**Input for this task:**
□ □ □

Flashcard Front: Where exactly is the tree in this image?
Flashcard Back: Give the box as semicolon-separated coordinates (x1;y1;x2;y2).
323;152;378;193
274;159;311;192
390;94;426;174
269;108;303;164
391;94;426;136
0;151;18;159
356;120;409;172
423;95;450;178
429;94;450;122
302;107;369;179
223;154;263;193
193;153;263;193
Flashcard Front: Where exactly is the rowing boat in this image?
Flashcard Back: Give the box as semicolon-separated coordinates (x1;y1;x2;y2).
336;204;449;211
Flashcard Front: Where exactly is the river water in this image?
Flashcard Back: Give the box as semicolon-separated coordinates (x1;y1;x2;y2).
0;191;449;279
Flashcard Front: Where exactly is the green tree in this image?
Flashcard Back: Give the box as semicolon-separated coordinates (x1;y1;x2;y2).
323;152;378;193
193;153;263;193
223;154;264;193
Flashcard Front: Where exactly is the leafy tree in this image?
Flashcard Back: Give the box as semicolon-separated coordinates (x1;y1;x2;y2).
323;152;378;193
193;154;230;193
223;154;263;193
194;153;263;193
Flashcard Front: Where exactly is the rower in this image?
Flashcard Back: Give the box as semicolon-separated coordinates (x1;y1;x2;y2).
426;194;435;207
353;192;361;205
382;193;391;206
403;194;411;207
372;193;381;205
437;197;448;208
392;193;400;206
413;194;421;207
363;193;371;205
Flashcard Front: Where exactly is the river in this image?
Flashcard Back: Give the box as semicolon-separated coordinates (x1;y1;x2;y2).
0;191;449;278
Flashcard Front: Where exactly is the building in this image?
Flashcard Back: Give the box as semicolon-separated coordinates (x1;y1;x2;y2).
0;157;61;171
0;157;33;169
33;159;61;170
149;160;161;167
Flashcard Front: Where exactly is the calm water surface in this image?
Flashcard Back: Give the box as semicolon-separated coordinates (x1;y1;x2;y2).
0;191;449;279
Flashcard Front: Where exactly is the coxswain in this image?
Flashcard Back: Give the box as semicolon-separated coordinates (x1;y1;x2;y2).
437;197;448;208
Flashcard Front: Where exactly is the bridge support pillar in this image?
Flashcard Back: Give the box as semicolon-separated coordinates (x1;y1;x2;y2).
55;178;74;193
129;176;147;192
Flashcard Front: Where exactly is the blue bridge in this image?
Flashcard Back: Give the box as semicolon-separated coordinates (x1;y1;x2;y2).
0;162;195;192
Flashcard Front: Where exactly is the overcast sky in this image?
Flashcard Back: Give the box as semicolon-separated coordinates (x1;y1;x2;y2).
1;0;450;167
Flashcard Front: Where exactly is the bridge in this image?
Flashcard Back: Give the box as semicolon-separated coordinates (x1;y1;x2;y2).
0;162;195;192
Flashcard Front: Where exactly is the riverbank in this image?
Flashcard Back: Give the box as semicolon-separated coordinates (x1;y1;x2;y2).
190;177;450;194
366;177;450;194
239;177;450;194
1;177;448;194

□ □ □

**Task to complete:**
Every line of the listing should be reproduced exactly.

**Reply to the task:**
Flashcard Front: Where exactly is the tree in this image?
Flashcard Back: Give the box as semicolon-separated coordinates (x1;y1;x2;y2).
323;152;378;193
274;159;311;192
390;94;426;174
269;108;303;164
391;94;426;136
0;151;18;159
356;120;409;172
423;95;450;178
429;94;450;122
302;107;369;179
223;154;263;193
193;153;263;193
Flashcard Front: Where exactly is the rowing boat in this image?
Flashcard Back: Give the box as semicolon-separated coordinates (x1;y1;x2;y2).
336;204;449;211
Flashcard Front: Where exactly is the river water in this image?
Flashcard Back: Give the box as semicolon-separated coordinates (x1;y1;x2;y2).
0;191;449;279
Flashcard Front: Where exactly is the green tree in this image?
Flashcard Back: Give the box as semicolon-separated coordinates (x1;y1;x2;y2).
323;152;378;193
193;153;263;193
223;154;264;193
Flashcard Front: Where exactly is the leafy tree in this image?
Flashcard Back: Give the box as semicolon-separated coordinates (x1;y1;x2;y2).
323;152;378;193
193;154;230;193
223;154;263;193
194;153;263;193
Flashcard Front: Where exactly is the rower in this image?
Flashcard Back: Give the box as semicolon-separated coordinates (x1;y1;x2;y2).
426;194;435;207
353;192;361;205
382;193;391;206
403;194;411;207
372;193;381;205
437;197;448;208
392;193;400;206
413;194;421;207
363;193;371;205
Flashcard Front: Where exactly is the river in this image?
Flashcard Back: Give the box as semicolon-separated coordinates (x1;y1;x2;y2).
0;191;449;278
Flashcard Front: Where exactly is the building in this image?
Flashcard Back: Give the box as semicolon-separated coordinates (x1;y1;x2;y2).
0;157;61;171
0;157;33;169
33;159;61;170
149;160;161;167
Flashcard Front: Where exactly is the calm water surface in this image?
Flashcard Back: Give the box as semicolon-separated coordinates (x1;y1;x2;y2).
0;191;449;279
Flashcard Front: Where exactly is the coxswain in this image?
Flashcard Back: Give the box as semicolon-separated coordinates (x1;y1;x2;y2).
437;197;448;208
Flashcard Front: Where exactly is the bridge support pillar in this image?
Flashcard Back: Give the box as semicolon-separated coordinates (x1;y1;x2;y2).
55;178;74;193
129;176;147;192
Flashcard Front: Where exactly is the blue bridge in this image?
Flashcard Back: Give the box as semicolon-separated coordinates (x1;y1;x2;y2).
0;162;195;192
Flashcard Front: Where exactly is the overcast sky in this image?
Flashcard Back: Give the box as semicolon-separated coordinates (x1;y1;x2;y2).
1;0;450;167
Flashcard Front: Where exactly is the bridge in this image?
Flashcard Back: Give the box as semicolon-separated coordinates (x1;y1;x2;y2).
0;162;195;192
Flashcard Front: Where exactly is the riverbank in this image?
Flashcard Back: Give the box as semicolon-separated coordinates (x1;y1;x2;y2).
190;177;450;194
366;177;450;194
239;177;450;194
1;177;448;194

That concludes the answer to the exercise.